▸ WHAT THE TASK REQUIRES
Return the passage of the partitioned communication text between "Ctests can be" and "at this stage.", inclusive, copied word for word.

▸ TEXT PASSAGE
— START —

Library implementation of MPI-4 Partitioned Communication (currently using persistent point-to-point communication).
Partitioned Communication is the breaking of a single buffer of data into smaller chunks (partitions) that can be prepared and sent individually. Each partition can be safely modified and sent by a individual thread.
This is a component of the MPI-Advance Project!
- MPI implementation supporting MPI 3.0+
- CMake 3.17+
- C11+
The MPIPCL library is a fairly simple CMake build:
mkdir <build_dir>
cd <build_dir>
cmake <options> ..
make <options>-DBUILD_SHARED_LIBS(ON) : Builds a shared library instead of a static library-DWITH_DEBUG(OFF) : Build with additional print statements for debugging purposes.-DBUILD_TESTS(OFF) : Build ctests for correctness checking. After building tests can be run using ctest in the main build folder.
Ctests can be run by either making the test target or by running ctest in the build directory.
make test
or
ctest
In order to use the library, you will need to make sure it is either included in RPATH or the containing directory is added to LD_LIBRARY_PATH and you will need to include the supplied MPIPCL.h.
The library requires a basic ordering of functions calls to work as designed (an example is shown below). The init functions (MPIP_<Psend/Precv>_init) must be called first to create a partitioned request. These functions setup the internal channels for communication between the processes, using a background thread to perform any communication necessary to setup the requests. Next, the generated requests must be activated with MPIP_Start. NO DATA is transferred at this stage.

— END —

▸ DATASET EXCERPTS

— START —

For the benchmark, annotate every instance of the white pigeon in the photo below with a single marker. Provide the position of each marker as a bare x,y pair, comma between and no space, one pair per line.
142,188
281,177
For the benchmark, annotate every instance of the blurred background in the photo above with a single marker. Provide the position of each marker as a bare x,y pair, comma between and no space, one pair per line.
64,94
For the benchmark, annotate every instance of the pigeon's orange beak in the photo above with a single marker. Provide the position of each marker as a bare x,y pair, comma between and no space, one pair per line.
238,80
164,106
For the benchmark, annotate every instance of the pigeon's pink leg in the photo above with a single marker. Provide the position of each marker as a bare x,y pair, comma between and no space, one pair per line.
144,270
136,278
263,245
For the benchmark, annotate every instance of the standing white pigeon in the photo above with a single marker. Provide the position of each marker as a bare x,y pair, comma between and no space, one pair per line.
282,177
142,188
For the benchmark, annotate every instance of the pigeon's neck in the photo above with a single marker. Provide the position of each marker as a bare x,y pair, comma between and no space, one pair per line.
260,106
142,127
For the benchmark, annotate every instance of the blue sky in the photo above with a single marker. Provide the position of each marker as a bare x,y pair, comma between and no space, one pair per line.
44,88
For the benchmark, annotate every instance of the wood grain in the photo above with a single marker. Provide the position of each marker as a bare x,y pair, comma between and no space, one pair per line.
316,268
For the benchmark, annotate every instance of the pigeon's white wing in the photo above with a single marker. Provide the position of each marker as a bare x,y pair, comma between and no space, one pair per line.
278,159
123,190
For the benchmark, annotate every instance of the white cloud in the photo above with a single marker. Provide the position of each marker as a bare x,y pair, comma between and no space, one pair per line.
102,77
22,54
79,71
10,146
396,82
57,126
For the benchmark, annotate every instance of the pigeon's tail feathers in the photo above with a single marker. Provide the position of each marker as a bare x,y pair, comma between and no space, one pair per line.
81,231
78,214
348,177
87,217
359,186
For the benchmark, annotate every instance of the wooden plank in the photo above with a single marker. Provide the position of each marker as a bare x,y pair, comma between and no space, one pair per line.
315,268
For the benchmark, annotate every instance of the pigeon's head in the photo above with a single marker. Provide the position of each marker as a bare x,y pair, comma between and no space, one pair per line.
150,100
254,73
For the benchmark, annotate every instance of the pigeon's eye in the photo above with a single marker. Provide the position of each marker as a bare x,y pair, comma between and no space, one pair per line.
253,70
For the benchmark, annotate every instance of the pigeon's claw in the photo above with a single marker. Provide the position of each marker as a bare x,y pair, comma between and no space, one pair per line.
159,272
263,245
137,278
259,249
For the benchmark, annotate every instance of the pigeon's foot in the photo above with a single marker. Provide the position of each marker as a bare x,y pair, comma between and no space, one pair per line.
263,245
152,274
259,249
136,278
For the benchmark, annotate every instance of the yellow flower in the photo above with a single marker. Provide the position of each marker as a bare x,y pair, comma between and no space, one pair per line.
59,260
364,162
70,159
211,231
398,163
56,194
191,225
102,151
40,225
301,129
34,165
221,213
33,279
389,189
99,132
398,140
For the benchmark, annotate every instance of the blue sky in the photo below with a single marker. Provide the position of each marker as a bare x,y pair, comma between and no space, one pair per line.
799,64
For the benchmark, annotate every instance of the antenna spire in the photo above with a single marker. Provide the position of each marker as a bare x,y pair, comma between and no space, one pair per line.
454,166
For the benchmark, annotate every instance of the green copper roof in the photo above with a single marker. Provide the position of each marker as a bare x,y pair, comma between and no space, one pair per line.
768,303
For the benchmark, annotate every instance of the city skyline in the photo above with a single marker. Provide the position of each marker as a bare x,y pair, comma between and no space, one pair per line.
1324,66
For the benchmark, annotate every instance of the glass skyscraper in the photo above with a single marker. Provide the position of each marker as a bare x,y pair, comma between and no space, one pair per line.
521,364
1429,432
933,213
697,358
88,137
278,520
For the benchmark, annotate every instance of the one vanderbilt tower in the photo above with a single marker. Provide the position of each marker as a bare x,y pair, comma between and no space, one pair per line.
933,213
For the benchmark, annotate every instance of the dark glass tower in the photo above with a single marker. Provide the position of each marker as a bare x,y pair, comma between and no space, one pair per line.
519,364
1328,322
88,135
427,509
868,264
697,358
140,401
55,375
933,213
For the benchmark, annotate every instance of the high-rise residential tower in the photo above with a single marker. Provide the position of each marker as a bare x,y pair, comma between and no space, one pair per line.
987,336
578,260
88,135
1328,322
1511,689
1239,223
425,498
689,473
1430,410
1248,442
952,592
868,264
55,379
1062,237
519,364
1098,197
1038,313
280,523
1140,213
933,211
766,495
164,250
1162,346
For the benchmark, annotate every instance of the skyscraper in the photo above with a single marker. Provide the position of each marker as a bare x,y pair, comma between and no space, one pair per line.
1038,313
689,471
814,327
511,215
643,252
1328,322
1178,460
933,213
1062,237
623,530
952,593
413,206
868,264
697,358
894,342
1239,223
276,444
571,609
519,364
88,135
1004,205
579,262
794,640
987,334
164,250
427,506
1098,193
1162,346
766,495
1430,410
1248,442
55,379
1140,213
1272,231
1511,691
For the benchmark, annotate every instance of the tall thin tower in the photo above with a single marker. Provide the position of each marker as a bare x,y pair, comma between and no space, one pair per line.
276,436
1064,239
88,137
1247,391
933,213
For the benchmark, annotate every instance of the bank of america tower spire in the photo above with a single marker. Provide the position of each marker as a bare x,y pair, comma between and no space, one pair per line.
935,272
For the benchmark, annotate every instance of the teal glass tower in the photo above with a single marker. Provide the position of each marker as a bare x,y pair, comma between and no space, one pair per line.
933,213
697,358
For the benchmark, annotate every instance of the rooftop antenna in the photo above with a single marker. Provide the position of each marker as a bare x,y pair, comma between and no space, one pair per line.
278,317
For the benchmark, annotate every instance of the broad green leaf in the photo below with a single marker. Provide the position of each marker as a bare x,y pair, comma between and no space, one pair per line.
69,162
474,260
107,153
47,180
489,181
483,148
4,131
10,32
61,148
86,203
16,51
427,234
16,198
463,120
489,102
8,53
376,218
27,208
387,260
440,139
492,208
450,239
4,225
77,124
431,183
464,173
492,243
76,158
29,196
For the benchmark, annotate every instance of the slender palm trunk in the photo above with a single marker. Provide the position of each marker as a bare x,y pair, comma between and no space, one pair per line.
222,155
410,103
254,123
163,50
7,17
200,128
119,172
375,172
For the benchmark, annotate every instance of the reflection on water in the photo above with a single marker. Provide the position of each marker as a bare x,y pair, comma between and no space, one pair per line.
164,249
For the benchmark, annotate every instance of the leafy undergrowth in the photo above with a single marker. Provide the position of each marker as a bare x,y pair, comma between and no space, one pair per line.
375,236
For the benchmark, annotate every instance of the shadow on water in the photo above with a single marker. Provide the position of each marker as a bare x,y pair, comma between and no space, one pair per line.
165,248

— END —
— START —

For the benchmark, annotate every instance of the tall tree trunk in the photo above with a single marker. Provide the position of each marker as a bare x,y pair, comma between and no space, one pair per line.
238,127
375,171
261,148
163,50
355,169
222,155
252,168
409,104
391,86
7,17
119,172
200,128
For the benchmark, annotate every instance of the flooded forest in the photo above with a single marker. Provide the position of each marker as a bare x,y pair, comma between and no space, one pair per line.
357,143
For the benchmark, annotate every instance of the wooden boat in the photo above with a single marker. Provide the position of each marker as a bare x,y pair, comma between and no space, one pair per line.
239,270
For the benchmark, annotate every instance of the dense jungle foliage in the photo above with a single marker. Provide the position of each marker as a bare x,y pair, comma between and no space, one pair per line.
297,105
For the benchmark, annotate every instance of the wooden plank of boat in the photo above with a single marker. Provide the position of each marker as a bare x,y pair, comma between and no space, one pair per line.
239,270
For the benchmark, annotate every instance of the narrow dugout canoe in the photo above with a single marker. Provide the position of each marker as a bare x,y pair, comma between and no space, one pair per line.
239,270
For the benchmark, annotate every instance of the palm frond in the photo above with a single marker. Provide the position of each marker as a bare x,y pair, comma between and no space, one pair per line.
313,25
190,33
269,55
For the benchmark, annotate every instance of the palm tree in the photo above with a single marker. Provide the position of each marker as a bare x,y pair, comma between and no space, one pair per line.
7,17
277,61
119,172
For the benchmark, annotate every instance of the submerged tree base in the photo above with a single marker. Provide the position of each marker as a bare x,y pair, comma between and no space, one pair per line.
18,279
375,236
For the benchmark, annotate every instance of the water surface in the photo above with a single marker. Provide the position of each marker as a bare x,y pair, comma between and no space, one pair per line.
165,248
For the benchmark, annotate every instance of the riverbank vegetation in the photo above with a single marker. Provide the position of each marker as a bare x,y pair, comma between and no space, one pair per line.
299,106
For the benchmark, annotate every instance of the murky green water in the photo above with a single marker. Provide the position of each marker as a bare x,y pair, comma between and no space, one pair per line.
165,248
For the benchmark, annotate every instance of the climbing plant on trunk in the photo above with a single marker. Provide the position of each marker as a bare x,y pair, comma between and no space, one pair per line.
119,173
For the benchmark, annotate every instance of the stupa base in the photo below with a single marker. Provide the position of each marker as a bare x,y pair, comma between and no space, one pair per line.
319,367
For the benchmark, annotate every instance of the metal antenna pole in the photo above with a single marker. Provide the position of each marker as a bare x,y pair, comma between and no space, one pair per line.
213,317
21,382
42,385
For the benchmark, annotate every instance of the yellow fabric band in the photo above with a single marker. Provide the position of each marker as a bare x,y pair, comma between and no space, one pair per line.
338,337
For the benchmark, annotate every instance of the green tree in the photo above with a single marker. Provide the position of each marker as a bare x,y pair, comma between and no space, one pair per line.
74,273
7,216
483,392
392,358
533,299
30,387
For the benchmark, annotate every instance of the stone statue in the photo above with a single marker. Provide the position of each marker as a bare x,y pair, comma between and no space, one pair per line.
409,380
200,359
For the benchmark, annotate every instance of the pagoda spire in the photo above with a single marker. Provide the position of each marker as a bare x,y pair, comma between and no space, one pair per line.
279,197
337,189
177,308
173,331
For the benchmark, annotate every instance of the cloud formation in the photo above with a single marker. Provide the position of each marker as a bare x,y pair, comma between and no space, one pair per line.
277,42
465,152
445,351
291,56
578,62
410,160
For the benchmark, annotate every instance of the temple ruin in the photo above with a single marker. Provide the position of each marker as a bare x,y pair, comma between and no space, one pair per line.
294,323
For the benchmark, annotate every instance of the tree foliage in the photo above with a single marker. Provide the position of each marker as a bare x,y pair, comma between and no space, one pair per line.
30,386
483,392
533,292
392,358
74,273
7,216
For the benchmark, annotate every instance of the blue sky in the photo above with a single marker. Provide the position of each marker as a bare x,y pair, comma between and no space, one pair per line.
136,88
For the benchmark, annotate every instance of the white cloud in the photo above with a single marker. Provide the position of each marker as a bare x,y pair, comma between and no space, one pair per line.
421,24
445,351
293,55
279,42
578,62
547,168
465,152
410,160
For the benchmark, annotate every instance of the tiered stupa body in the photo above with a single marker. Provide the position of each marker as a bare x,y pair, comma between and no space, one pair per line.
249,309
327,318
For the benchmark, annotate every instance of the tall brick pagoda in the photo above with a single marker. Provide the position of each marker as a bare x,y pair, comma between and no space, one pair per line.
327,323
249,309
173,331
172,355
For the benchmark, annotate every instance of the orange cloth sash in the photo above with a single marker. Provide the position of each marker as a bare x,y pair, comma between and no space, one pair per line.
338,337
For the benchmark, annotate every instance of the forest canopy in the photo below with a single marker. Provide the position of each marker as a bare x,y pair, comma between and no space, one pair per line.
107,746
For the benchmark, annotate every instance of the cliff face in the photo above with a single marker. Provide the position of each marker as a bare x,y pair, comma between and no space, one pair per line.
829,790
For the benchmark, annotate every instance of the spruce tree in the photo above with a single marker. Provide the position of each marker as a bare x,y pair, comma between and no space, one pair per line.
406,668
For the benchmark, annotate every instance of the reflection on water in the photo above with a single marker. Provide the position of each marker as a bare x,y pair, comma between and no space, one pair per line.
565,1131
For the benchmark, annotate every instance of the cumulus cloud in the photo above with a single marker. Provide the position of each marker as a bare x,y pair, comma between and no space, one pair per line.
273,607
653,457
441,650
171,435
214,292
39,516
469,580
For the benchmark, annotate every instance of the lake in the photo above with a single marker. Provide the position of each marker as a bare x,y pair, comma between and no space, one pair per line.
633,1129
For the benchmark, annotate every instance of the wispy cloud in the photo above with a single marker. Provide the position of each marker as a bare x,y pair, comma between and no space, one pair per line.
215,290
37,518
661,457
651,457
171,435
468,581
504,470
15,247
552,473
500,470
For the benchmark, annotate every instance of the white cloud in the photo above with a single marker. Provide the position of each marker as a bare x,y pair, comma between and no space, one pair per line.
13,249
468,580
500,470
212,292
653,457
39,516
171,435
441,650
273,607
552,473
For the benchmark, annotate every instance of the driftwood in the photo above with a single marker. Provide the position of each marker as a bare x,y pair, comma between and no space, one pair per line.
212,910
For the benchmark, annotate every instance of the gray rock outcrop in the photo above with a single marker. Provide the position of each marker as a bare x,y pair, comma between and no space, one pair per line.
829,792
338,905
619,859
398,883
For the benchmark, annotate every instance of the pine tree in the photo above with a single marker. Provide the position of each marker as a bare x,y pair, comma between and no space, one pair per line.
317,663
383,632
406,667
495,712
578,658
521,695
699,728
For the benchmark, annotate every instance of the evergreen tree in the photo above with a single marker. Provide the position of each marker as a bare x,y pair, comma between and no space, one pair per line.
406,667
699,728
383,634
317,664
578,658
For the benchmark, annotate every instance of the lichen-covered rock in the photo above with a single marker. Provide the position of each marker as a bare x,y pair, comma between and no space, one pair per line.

— END —
— START —

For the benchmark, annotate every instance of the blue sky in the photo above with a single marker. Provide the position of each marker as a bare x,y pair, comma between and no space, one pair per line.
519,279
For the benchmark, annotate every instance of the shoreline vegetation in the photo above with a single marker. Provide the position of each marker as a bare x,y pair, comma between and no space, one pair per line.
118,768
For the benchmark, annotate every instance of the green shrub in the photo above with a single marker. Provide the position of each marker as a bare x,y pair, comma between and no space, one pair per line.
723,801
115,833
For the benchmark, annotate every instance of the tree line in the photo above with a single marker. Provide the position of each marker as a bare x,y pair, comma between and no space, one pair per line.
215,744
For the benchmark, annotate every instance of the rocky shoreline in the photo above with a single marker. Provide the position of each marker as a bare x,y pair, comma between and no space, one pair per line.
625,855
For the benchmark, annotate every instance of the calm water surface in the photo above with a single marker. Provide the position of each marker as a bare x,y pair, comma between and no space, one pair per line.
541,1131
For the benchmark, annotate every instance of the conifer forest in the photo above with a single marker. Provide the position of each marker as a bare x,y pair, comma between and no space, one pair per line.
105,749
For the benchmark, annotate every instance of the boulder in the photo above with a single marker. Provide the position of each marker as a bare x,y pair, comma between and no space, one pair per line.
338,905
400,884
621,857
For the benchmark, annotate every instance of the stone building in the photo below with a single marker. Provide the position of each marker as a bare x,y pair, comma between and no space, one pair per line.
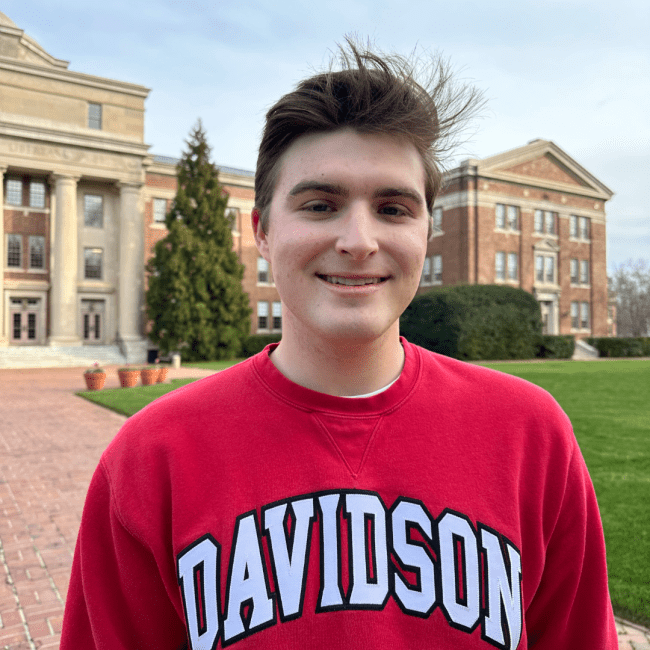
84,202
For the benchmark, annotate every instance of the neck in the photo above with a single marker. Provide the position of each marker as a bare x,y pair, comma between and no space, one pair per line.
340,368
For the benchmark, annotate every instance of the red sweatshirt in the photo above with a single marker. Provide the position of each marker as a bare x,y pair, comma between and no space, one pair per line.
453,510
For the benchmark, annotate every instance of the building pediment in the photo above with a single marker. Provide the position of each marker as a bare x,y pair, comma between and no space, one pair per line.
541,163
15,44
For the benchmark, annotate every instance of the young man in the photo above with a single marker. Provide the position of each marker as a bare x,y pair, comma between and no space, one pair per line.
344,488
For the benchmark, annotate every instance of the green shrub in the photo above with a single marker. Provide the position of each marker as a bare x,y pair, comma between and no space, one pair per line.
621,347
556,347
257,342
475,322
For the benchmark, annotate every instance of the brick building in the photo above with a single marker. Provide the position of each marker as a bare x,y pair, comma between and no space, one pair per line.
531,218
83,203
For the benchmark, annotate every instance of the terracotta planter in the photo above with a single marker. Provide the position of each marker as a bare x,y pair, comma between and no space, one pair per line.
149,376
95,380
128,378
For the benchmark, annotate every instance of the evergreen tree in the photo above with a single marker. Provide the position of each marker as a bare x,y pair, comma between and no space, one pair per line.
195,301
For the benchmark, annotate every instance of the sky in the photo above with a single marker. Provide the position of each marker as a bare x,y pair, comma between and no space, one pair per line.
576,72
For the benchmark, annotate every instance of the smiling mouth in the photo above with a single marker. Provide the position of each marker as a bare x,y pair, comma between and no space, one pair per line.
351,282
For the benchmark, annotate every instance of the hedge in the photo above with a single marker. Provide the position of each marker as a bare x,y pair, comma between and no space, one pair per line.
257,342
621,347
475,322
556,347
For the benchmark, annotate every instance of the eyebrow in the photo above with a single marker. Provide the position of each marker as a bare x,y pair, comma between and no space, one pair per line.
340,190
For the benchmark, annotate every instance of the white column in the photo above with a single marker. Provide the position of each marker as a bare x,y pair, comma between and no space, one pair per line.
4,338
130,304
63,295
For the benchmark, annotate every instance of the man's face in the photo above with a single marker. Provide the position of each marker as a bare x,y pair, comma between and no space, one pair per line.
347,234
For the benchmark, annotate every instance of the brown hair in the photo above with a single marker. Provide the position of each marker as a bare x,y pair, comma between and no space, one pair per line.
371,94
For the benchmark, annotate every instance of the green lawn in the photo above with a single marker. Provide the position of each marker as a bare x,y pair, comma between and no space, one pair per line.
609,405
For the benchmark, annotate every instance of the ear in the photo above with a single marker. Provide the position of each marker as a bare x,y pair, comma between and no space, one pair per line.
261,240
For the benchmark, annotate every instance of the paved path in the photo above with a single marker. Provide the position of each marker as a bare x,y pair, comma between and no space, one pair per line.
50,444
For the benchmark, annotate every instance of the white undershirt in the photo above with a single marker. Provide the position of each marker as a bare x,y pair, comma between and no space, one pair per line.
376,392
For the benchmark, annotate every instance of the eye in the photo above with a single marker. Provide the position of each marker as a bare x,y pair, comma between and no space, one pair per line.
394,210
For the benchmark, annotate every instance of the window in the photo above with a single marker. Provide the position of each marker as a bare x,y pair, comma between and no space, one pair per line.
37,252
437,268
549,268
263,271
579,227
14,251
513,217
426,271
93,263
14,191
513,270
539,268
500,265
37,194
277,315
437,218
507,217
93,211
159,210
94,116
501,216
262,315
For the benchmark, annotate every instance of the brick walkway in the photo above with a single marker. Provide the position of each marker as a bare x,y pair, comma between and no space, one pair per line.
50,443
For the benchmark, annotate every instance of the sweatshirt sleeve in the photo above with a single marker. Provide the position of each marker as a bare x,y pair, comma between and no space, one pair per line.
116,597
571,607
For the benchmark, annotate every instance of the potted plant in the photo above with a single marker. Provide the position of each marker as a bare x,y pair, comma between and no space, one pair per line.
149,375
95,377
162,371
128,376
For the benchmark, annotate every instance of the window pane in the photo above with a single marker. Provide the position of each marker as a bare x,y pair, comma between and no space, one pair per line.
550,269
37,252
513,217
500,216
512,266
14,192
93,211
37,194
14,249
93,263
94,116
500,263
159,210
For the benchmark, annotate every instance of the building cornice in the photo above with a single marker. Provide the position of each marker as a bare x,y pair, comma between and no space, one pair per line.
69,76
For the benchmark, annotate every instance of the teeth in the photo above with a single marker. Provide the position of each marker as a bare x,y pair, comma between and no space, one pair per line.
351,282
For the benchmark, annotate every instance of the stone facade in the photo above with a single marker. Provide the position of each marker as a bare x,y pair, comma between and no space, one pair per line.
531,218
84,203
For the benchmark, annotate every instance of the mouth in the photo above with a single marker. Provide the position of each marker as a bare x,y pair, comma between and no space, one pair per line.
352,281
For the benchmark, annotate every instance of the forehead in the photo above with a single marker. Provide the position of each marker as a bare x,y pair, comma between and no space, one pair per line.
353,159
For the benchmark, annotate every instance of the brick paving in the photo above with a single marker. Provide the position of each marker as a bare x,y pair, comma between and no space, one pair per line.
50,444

— END —

▸ EXERCISE OUTPUT
Ctests can be run by either making the test target or by running ctest in the build directory.
make test
or
ctest
In order to use the library, you will need to make sure it is either included in RPATH or the containing directory is added to LD_LIBRARY_PATH and you will need to include the supplied MPIPCL.h.
The library requires a basic ordering of functions calls to work as designed (an example is shown below). The init functions (MPIP_<Psend/Precv>_init) must be called first to create a partitioned request. These functions setup the internal channels for communication between the processes, using a background thread to perform any communication necessary to setup the requests. Next, the generated requests must be activated with MPIP_Start. NO DATA is transferred at this stage.